▽
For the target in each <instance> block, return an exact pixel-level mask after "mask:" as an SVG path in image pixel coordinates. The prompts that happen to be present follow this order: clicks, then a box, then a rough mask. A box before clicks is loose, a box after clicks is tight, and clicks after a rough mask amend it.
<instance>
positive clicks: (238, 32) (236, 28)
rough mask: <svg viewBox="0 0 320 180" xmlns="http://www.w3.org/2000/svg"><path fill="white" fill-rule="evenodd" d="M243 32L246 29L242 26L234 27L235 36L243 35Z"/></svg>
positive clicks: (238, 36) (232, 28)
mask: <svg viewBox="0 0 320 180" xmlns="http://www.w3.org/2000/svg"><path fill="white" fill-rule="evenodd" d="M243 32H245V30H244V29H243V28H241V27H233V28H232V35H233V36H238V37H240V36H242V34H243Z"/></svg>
△
● Task directions
The expected response is every record, reproduced word for word.

● Your response
For the target in each <instance> block, return an exact pixel-level mask after "mask:" as an SVG path in image pixel coordinates. The prompts that happen to be present follow this order: clicks, then a box, then a rough mask. A box before clicks is loose, a box after clicks is tight, and clicks after a rough mask amend it.
<instance>
positive clicks: (238, 32) (236, 28)
rough mask: <svg viewBox="0 0 320 180" xmlns="http://www.w3.org/2000/svg"><path fill="white" fill-rule="evenodd" d="M243 32L246 29L242 26L234 27L235 36L243 35Z"/></svg>
positive clicks: (238, 36) (232, 28)
mask: <svg viewBox="0 0 320 180" xmlns="http://www.w3.org/2000/svg"><path fill="white" fill-rule="evenodd" d="M243 32H245V30H244V29H243V28H241V27H233V28H232V35H233V36H238V37H240V36H242V34H243Z"/></svg>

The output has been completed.